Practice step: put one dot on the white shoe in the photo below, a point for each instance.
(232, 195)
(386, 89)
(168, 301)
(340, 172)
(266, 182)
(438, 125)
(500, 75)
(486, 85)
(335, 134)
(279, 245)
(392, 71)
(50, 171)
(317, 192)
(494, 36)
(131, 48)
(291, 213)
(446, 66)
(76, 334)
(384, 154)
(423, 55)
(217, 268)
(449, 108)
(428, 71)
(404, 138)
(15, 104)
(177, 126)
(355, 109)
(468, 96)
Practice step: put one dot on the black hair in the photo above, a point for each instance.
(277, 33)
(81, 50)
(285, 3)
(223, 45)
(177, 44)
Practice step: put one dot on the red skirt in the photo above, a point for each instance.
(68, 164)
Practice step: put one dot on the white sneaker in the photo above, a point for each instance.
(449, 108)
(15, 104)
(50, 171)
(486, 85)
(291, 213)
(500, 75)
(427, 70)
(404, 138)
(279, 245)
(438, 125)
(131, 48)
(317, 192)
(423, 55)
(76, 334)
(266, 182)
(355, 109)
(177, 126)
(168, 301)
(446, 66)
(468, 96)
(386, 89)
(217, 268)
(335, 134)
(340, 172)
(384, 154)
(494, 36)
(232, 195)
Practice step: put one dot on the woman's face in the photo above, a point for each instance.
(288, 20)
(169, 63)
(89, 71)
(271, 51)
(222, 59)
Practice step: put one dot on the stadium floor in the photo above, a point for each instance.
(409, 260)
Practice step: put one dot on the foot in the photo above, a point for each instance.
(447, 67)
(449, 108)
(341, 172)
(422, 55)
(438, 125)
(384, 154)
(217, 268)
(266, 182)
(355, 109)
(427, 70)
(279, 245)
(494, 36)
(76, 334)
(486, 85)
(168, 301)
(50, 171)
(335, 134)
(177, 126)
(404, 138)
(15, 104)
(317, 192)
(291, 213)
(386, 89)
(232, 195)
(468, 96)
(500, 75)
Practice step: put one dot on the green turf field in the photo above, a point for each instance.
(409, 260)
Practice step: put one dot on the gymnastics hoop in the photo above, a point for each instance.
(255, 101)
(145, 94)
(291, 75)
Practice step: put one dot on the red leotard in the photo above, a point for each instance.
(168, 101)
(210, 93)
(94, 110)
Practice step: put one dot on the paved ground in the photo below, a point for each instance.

→ YOUR TASK: Exactly reproduce the material above.

→ SOLUTION TO THE EXERCISE:
Practice step: put one dot on the white shoe in the photo below, a point for each instance.
(232, 195)
(386, 89)
(168, 301)
(340, 172)
(266, 182)
(438, 125)
(500, 75)
(486, 85)
(335, 134)
(279, 245)
(392, 71)
(50, 171)
(317, 192)
(494, 36)
(131, 48)
(291, 213)
(446, 66)
(76, 334)
(384, 154)
(423, 55)
(217, 268)
(449, 108)
(428, 71)
(404, 138)
(15, 104)
(177, 126)
(355, 109)
(468, 96)
Practice step: put one dot on the black hair in the photo above, a point for each instance.
(277, 33)
(81, 50)
(285, 3)
(223, 45)
(177, 44)
Practice step: put one dot on the red skirt in the photo above, a point for each instance.
(68, 164)
Practice step: put one dot on the white sneaker in the photo above, a point for each instance.
(449, 108)
(15, 104)
(50, 171)
(486, 85)
(291, 213)
(500, 75)
(427, 70)
(404, 138)
(279, 245)
(438, 125)
(131, 48)
(317, 192)
(423, 55)
(76, 334)
(266, 182)
(355, 109)
(177, 126)
(168, 301)
(446, 66)
(468, 96)
(386, 89)
(217, 268)
(335, 134)
(340, 172)
(384, 154)
(494, 36)
(232, 195)
Practice step: put one dot on the woman's face in the photo above, a point for each instance.
(288, 20)
(169, 63)
(89, 71)
(271, 51)
(222, 59)
Practice step: put one dot on the stadium floor in the photo above, a point for each instance.
(409, 260)
Practice step: put one dot on the foot in the photo above, a point for each instance.
(447, 67)
(449, 108)
(341, 172)
(422, 55)
(438, 125)
(384, 154)
(217, 268)
(266, 182)
(355, 109)
(427, 70)
(279, 245)
(494, 36)
(76, 334)
(486, 85)
(168, 301)
(50, 171)
(335, 134)
(177, 126)
(404, 138)
(15, 104)
(317, 192)
(291, 213)
(386, 89)
(232, 195)
(468, 96)
(500, 75)
Practice step: put one dot on the green turf field in the photo above, a point for each instance.
(409, 260)
Practice step: put one dot on the gymnastics hoop in the photo above, a point for each instance.
(255, 101)
(145, 94)
(291, 75)
Practice step: put one dot on the red leotard in the photo above, a point for each instance.
(168, 101)
(210, 93)
(94, 110)
Practice step: put one dot on the paved ground in the photo below, a point for each instance.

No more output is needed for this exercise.